GIVEN PASSAGE:

Abbreviated forms of the language designation are: Qırım Tatarçası resp. Kırım Tatarçası (Crimean Tatar) and from the Turkish: Qırım Tatar Türkçesi resp. Kırım Tatar Türkçesi (Crimean-Turkish resp. Crimean Tatar Turkish).

Because of its history, it has often been counted as belonging to Kypchak Tatar (i.e. Northwestern Turkic languages), however it has been also influenced by the Oguz Turkish. A Crimean Tatar speaker can undestand both Kypchak and Oghuz Turkish/Turkic.

The following newspaper report compares the Crimean Tatar and Turkish languages:

Comparing Crimean Tatar vs Turkish
Crimean Tatar
Meclis Haberleri 10.09.2003//Qırımtatar Milliy Meclisiniñ 120-cı toplaşuvı olıp keçti

2003 senesi 7 sentăbr künü Aqmescitteki İslam Merkeziniñ binasında Qırımtatar Milliy Meclisiniñ 120-cı toplaşuvı olıp keçti. Toplaşuvda...

WHAT YOU NEED TO DO:
a) From the Crimean Tatar passage, list every abbreviated form of the language's name, in its original spelling.
b) Write out the Crimean Tatar passage word for word, beginning at the words "Because of its" and stopping after "olıp keçti. Toplaşuvda...".
Rely only on the Crimean Tatar passage for the answers.

SOURCE MATERIAL:

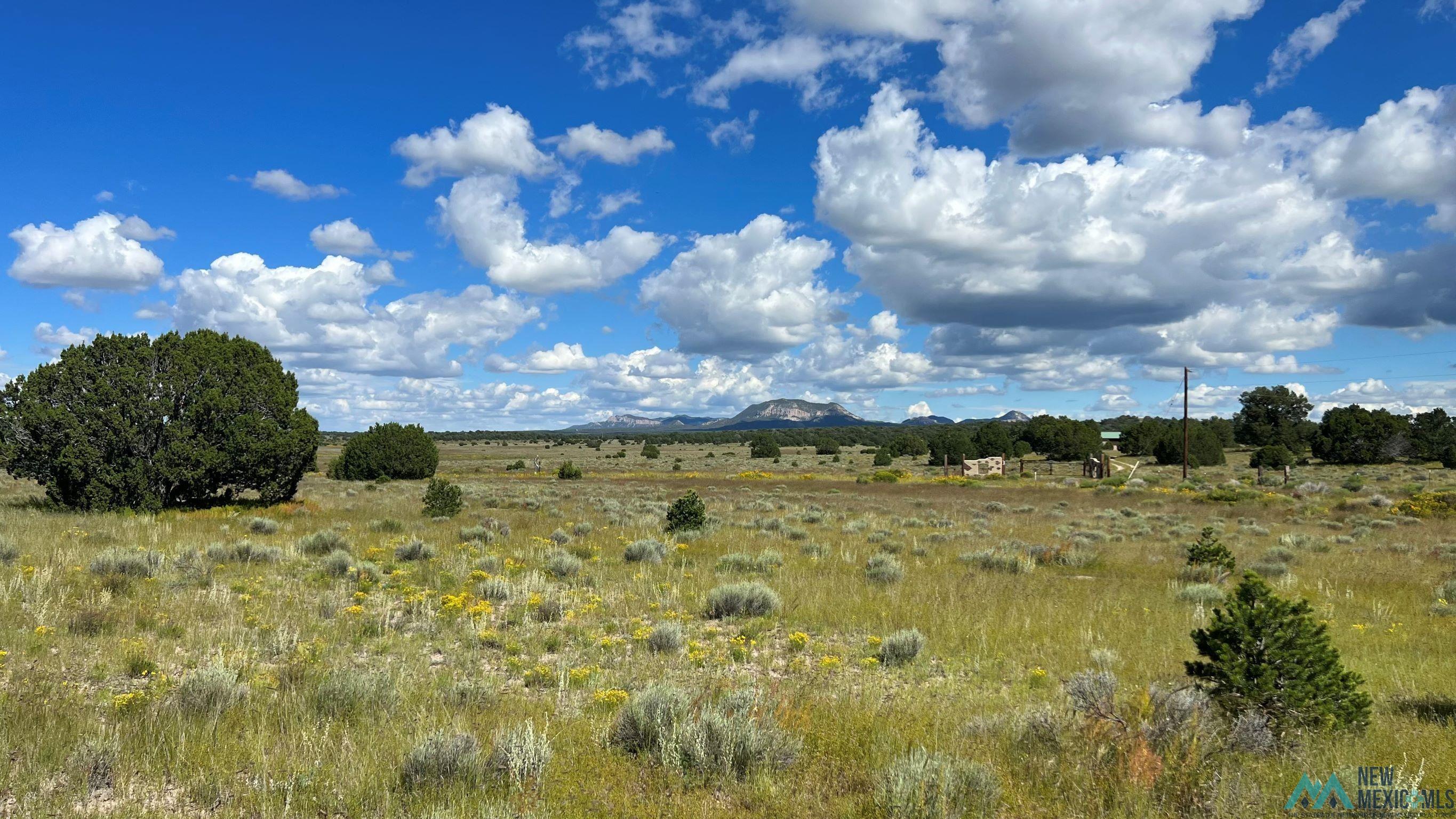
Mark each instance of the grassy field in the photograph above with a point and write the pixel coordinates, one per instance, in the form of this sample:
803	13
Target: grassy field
235	662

TASK-BY-TASK ANSWERS:
a)
Qırım Tatarçası
Kırım Tatarçası
Qırım Tatar Türkçesi
Kırım Tatar Türkçesi

b)
Because of its history, it has often been counted as belonging to Kypchak Tatar (i.e. Northwestern Turkic languages), however it has been also influenced by the Oguz Turkish. A Crimean Tatar speaker can undestand both Kypchak and Oghuz Turkish/Turkic.

The following newspaper report compares the Crimean Tatar and Turkish languages:

Comparing Crimean Tatar vs Turkish
Crimean Tatar
Meclis Haberleri 10.09.2003//Qırımtatar Milliy Meclisiniñ 120-cı toplaşuvı olıp keçti

2003 senesi 7 sentăbr künü Aqmescitteki İslam Merkeziniñ binasında Qırımtatar Milliy Meclisiniñ 120-cı toplaşuvı olıp keçti. Toplaşuvda...